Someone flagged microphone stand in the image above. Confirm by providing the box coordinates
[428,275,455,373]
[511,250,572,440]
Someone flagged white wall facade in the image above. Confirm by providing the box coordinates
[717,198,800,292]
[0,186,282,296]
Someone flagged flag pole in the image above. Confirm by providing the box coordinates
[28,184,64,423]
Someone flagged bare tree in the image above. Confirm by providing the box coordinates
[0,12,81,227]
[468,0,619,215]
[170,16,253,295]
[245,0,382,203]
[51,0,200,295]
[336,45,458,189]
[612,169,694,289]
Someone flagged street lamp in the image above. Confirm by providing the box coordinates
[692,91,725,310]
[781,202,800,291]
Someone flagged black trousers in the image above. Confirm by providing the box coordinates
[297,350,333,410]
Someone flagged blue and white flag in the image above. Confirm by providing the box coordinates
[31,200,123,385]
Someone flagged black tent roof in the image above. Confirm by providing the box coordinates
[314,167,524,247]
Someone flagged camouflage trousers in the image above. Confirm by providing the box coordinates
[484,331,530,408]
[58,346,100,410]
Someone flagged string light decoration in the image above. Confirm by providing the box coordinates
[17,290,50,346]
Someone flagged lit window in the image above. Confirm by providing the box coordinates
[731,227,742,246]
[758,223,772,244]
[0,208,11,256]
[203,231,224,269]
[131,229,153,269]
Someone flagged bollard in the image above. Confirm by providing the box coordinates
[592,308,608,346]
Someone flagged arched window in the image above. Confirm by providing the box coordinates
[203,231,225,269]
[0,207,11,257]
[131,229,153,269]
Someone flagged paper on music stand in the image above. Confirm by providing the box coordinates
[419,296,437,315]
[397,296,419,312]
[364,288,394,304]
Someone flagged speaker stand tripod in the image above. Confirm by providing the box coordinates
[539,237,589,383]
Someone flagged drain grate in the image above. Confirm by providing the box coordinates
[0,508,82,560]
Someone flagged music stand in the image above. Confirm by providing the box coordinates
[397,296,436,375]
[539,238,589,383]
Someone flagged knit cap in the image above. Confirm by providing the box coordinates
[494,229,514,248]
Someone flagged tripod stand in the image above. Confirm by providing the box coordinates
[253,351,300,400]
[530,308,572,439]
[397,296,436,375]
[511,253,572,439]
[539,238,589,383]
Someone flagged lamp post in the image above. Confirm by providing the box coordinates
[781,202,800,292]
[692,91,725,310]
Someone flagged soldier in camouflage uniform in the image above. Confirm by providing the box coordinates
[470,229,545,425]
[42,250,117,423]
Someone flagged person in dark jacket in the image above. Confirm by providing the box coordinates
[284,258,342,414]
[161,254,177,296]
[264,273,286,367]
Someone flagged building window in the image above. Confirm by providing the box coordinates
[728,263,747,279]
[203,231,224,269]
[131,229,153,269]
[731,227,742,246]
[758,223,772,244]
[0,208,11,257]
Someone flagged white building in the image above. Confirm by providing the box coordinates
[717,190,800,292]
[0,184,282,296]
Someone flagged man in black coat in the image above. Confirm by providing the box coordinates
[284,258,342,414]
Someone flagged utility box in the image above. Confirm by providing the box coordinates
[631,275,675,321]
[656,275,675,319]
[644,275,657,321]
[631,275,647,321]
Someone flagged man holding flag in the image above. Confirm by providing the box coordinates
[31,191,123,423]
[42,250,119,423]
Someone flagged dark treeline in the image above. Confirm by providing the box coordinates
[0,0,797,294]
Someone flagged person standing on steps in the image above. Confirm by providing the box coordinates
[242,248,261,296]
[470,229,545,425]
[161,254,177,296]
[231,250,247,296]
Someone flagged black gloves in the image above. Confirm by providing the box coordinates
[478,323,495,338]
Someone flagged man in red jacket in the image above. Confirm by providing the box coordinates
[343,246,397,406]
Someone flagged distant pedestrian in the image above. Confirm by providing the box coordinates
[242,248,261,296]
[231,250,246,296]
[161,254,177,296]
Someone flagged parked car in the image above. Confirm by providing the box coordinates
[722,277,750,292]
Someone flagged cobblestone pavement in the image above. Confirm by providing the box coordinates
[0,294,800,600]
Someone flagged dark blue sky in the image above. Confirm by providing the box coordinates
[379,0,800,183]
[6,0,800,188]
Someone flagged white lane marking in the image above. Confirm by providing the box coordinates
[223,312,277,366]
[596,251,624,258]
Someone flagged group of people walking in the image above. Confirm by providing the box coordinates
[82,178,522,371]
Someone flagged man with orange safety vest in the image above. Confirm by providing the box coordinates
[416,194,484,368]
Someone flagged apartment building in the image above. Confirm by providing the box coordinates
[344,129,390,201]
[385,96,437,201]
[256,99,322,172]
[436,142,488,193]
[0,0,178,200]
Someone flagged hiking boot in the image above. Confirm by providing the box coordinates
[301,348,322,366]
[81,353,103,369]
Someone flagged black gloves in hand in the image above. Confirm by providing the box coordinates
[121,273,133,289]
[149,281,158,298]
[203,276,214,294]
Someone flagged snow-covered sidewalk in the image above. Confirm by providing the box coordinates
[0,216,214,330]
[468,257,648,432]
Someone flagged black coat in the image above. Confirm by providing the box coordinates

■ ■ ■ ■ ■ ■ ■

> Exercise instructions
Output every line of the listing above as a numbered list, leaving out any blank lines.

> Response to the task
1. Someone flagged microphone stand in the image above. Confirm by providing the box coordinates
2. [428,275,455,373]
3. [511,250,572,440]
4. Someone flagged white wall facade in the image above. Confirm by providing the box coordinates
5. [717,198,800,292]
6. [0,186,282,296]
7. Someone flagged flag pole in the image above. Confirm by providing the box coordinates
8. [28,184,64,423]
9. Someone flagged bare tree in the image above. Confirm by providing the box coordinates
10. [0,12,81,227]
11. [468,0,619,215]
12. [170,16,253,295]
13. [245,0,382,203]
14. [51,0,200,295]
15. [336,45,458,189]
16. [612,169,694,289]
17. Someone flagged street lamp in the image above. Confirm by providing the box coordinates
18. [692,91,725,310]
19. [781,202,800,291]
20. Someone flagged black trousers in the image above. Confirm by providing the box coordinates
21. [297,350,333,410]
22. Someone flagged blue and white flag in the image above. Confirm by providing the box coordinates
23. [31,200,123,385]
24. Someone flagged black tent roof in the image above. Confirm by providing the box coordinates
25. [314,167,524,247]
26. Someone flagged camouflage trousers in the image above. Confirm by providing the box coordinates
27. [484,331,530,408]
28. [58,346,100,410]
29. Someone flagged string light decoration in the image above. Confirm by providing the box coordinates
30. [17,290,50,346]
31. Someone flagged lit window in the image above. Confirm by providing the box coordinates
32. [731,227,742,246]
33. [758,223,772,244]
34. [0,208,11,256]
35. [203,231,224,269]
36. [131,229,153,269]
37. Someone flagged bollard in the image above. Confirm by providing the box coordinates
38. [592,308,608,346]
39. Someone flagged arched window in the image above. Confirm by providing the box coordinates
40. [203,231,225,269]
41. [0,207,11,257]
42. [131,229,153,269]
43. Someone flagged paper on music stand in the image above. Confirm by providing the box coordinates
44. [419,296,437,315]
45. [397,296,419,312]
46. [364,288,394,304]
47. Someone flagged speaker stand tripod in the image above. Confirm by providing the box coordinates
48. [539,237,589,383]
49. Someone flagged drain grate in the image above. Confirm by providing the box coordinates
50. [0,508,82,560]
51. Someone flagged music stand in the image above. Confirm by providing the box coordinates
52. [397,296,436,375]
53. [539,238,589,383]
54. Someone flagged knit cap in the image above. Confirm by providing the box coordinates
55. [494,229,514,248]
56. Someone flagged tripod stand in the image above. Confirm by providing the box coordinates
57. [253,351,300,400]
58. [530,308,572,439]
59. [397,296,436,375]
60. [511,253,572,439]
61. [539,238,589,383]
62. Someone flagged lamp post in the image above. Confirm by providing the box coordinates
63. [781,202,800,292]
64. [692,91,725,310]
65. Someone flagged soldier in camouflage uniform in the image above. Confirm by providing the box coordinates
66. [470,229,545,425]
67. [42,250,117,423]
68. Someone flagged person in dark jacket in the image above. Confirm by providing the box coordinates
69. [284,258,342,414]
70. [161,254,177,296]
71. [264,273,286,367]
72. Someone flagged building window in the image above. Confirm by providing the box coordinates
73. [728,263,747,279]
74. [203,231,224,269]
75. [131,229,153,269]
76. [731,227,742,246]
77. [758,223,772,244]
78. [0,208,11,257]
79. Someone flagged white building in the image above. Confirm by providing the box coordinates
80. [717,190,800,292]
81. [0,184,282,296]
82. Someone flagged man in black coat in the image above. Confirm by providing the box coordinates
83. [284,258,342,414]
84. Someone flagged utility box in the image above. Confirm by providing the box coordinates
85. [631,275,675,321]
86. [656,275,675,319]
87. [644,275,657,321]
88. [631,275,647,321]
89. Someone flagged man holding flag in the image above. Confirm by providing the box coordinates
90. [31,191,123,423]
91. [42,250,119,423]
92. Someone flagged dark treeline in the image above. Confirm by providing the box coordinates
93. [0,0,797,294]
94. Someone flagged person standing on steps in the image above. Confirm by providing the box coordinates
95. [242,248,261,296]
96. [470,229,545,425]
97. [161,254,177,296]
98. [231,250,247,296]
99. Someone flagged black gloves in the image above. Confirm by providing the box coordinates
100. [478,323,495,338]
101. Someone flagged man in red jacket in the image above. Confirm by providing the box coordinates
102. [343,246,397,406]
103. Someone flagged distant pedestrian in the image above. Confirm by providing the box coordinates
104. [242,248,261,296]
105. [231,250,246,296]
106. [161,254,177,296]
107. Someone flagged parked car in the image above. Confirm by providing the box coordinates
108. [722,277,750,292]
109. Someone flagged cobblestone pavement in the image above. Confirm by providing the box coordinates
110. [0,294,800,600]
111. Someone flagged dark blue sky in the image above. Confirm by providing the box coordinates
112. [379,0,800,183]
113. [6,0,800,188]
114. Someone flagged white lane marking in the image above. Confirm by providing the box coordinates
115. [223,312,277,366]
116. [596,251,624,258]
117. Someone flagged group of people walking in the image above. Confirm by providing the box coordinates
118. [82,178,522,371]
119. Someone flagged man with orange safety vest in the image above. Confirm by providing the box coordinates
120. [416,194,484,368]
121. Someone flagged apartment building in the image above. Confirm by providing the box coordinates
122. [344,129,390,201]
123. [385,96,437,201]
124. [256,99,322,172]
125. [436,142,488,193]
126. [0,0,178,200]
127. Someone flagged hiking boot in the image above. Confirm by providing the box coordinates
128. [301,348,322,366]
129. [81,353,103,369]
130. Someone flagged black gloves in hand in the image above. Confirm by providing the box coordinates
131. [121,273,133,289]
132. [149,281,158,298]
133. [203,276,214,294]
134. Someone flagged snow-covered sidewalk in the image above. Confirm by providing the box coordinates
135. [0,216,214,330]
136. [468,257,648,432]
137. Someone flagged black coat in the image above. Confirm by providing the box coordinates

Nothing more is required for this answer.